Passage given:
#####
But it is. Having the hash — making the fetcher a fixed-output derivation, in other words — simplifies a lot of concerns about ensuring that the impure things the fetcher does in order to make a Git connection and prepare the checkout as desired and so on have no sneaky effects on the output.

2 Likes

To be clear, if you would find a fetchIPFS that takes both cid and hash useful, I’m encouraging you to submit the PR adding it to Nixpkgs right away, and let the discussion take place around the concrete code. The ‘generic framework’ doesn’t need to be debated; the concept of FODs is already that framework, I think.

2 Likes

I believe the hash is still necessary here as git still uses sha-1 which is known to have collision vulnerabilities

1 Like

In my mind a true CA fetcher only needs a set of digests. This helps with,

  • Abstracting the CAS implementations, allowing systems with incompatible digest algorithms.
  • Migrate away from vulnerable digest algorithms.
  • Also deal with collision vulnerabilities. You could require using 2+ digest algorithms if none are considered safe for the next 5-10 years.

However, it’s often nice to use a mutable reference to an artifact, like rev in fetchRadicle or ref in fetchGit. This is something that interacts with flakes as it separates a somewhat “immutable intention” with the required precise versioning used to have reproducible systems. Flakes are still experimental, but it’d be nice to understand where things should go when the mutable references go in the fetchers and the sets of hashes into lockfiles.
#####
Stated task: What is the Spanish for this sentence from the thread about Nix fetchers: "In my mind a true CA fetcher only needs a set of digests."?

Records from a point labeling set:
#####
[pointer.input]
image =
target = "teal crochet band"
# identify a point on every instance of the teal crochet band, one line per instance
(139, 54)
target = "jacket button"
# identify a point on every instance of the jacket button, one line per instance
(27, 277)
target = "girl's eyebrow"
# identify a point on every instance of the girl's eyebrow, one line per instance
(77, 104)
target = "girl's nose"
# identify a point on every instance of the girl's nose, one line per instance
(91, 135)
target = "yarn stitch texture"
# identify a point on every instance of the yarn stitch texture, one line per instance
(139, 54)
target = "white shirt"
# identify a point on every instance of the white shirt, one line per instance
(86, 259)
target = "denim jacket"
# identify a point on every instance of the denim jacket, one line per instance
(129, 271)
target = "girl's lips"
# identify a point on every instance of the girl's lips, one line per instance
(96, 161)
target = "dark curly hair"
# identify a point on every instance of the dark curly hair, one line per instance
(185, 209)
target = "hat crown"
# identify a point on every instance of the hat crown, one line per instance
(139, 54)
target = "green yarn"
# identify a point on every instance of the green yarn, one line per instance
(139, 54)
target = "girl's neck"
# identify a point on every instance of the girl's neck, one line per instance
#####
Answer below: A mi modo de ver, un verdadero fetcher CA solo necesita un conjunto de resúmenes.